::: The records :::

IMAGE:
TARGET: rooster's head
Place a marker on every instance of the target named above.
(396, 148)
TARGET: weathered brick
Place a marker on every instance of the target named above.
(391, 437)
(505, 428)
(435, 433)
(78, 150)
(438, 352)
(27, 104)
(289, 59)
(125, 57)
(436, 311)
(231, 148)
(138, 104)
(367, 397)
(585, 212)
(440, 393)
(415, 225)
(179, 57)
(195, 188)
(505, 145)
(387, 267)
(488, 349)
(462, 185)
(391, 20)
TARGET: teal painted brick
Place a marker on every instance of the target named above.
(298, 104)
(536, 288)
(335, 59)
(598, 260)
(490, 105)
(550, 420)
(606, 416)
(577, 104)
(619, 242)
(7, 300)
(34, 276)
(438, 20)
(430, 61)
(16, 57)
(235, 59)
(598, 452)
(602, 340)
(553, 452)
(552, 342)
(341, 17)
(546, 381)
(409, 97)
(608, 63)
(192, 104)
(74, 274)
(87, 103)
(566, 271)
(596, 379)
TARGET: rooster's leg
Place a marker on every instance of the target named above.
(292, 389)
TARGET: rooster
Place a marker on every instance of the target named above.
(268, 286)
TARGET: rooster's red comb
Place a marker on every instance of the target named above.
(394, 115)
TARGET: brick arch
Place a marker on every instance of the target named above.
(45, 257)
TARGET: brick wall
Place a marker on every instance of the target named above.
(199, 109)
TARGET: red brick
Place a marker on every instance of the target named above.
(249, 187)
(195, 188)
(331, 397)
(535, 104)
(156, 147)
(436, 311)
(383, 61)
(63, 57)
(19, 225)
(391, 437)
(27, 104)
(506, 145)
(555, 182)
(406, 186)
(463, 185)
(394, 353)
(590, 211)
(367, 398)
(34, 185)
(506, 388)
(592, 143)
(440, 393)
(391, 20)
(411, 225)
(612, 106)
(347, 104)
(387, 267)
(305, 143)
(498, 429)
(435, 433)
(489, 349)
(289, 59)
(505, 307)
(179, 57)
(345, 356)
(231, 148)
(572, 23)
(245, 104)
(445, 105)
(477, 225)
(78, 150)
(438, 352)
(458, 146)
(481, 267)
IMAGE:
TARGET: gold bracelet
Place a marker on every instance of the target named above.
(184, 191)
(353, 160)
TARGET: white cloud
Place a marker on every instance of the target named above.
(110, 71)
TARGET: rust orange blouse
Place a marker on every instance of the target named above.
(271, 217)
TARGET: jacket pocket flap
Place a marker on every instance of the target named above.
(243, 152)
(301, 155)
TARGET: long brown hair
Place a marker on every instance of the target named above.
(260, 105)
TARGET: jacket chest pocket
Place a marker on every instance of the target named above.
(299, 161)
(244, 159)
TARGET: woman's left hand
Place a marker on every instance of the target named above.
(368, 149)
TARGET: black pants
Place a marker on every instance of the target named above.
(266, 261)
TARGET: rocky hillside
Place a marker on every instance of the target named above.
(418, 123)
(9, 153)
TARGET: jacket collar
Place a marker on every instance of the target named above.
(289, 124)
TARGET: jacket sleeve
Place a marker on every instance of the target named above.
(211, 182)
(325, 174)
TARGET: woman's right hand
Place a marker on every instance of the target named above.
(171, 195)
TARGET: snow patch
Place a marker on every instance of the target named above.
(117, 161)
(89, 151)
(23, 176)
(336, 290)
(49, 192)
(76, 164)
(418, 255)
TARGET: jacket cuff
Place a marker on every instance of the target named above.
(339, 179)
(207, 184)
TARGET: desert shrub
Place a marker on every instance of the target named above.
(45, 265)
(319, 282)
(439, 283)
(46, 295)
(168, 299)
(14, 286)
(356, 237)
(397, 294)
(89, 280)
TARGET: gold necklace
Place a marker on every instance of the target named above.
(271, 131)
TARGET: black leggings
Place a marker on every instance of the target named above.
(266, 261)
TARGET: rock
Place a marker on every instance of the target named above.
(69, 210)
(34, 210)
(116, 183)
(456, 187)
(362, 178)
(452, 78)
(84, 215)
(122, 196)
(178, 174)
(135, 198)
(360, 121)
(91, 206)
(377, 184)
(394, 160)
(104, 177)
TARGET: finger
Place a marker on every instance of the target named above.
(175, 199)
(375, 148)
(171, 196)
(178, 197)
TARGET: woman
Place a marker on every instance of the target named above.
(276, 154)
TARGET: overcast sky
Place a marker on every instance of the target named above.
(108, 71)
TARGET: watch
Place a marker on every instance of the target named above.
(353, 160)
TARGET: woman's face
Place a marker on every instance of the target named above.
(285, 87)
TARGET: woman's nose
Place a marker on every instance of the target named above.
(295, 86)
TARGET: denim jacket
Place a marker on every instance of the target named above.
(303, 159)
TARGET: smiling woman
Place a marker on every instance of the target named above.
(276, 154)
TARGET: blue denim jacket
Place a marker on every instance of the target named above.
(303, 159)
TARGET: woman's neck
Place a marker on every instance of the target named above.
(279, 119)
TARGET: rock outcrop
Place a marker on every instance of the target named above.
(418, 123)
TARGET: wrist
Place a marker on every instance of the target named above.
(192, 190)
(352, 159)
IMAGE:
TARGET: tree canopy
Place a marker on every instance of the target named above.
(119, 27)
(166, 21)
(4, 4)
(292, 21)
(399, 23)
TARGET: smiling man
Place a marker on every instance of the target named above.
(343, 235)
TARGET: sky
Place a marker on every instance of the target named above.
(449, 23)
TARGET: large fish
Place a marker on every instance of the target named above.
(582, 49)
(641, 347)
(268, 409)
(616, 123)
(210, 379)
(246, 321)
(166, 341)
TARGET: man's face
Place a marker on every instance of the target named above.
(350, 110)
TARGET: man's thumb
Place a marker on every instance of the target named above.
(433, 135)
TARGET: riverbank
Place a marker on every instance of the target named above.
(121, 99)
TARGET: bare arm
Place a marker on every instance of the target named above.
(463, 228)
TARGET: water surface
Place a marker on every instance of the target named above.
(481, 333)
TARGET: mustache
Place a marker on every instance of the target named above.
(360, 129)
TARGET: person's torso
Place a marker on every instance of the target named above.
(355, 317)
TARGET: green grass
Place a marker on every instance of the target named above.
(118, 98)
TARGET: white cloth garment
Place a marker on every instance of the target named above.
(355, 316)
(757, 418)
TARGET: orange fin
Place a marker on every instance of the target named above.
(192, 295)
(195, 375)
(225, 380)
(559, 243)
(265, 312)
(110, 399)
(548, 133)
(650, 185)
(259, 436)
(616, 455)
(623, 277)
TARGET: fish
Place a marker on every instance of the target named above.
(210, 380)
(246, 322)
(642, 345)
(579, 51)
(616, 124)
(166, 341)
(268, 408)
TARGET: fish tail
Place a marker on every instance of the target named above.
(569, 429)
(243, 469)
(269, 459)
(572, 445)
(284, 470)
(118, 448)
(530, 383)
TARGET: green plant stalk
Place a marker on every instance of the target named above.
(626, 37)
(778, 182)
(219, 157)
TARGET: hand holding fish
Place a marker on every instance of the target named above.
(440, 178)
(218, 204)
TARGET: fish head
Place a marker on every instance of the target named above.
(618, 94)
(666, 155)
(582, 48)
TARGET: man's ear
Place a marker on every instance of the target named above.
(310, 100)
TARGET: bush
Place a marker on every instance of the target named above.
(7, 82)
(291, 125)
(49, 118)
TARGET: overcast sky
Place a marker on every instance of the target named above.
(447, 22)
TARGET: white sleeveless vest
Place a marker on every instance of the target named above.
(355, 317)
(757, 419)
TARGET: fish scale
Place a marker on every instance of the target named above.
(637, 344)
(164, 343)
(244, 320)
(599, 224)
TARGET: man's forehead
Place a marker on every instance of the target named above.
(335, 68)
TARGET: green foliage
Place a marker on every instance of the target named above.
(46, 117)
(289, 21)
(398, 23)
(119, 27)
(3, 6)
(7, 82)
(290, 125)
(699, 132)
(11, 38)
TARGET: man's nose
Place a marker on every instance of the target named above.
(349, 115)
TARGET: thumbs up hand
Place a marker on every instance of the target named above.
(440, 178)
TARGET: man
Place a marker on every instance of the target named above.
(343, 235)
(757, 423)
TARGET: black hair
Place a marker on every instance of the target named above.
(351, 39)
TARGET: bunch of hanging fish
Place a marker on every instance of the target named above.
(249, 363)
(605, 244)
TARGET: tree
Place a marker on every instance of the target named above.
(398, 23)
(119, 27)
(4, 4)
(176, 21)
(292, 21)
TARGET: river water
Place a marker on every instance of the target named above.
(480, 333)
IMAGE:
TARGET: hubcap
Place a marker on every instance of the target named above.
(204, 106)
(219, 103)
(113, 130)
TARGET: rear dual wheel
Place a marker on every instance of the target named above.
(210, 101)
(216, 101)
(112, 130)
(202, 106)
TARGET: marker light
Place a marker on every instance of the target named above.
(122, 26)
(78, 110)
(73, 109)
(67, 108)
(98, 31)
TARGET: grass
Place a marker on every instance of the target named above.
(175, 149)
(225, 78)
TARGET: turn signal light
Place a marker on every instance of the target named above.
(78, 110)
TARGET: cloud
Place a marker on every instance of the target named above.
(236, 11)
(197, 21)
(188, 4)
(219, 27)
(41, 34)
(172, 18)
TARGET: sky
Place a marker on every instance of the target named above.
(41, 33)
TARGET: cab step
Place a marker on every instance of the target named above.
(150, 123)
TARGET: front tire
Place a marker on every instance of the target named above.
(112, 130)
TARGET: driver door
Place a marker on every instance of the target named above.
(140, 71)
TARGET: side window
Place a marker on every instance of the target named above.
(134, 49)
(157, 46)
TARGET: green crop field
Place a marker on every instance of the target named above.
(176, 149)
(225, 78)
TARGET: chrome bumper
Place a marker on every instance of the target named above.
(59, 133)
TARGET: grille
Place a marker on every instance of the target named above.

:::

Work required: Update the lines from the line with "TARGET: green crop field" through the end of the lines, changing "marker" to "pin" and leaving all else unchanged. Return only those lines.

Answer to the task:
TARGET: green crop field
Place a pin on every instance of the target named above.
(176, 149)
(225, 78)
TARGET: chrome bumper
Place a pin on every instance of the target named above.
(59, 133)
TARGET: grille
Place a pin on every instance of the target named above.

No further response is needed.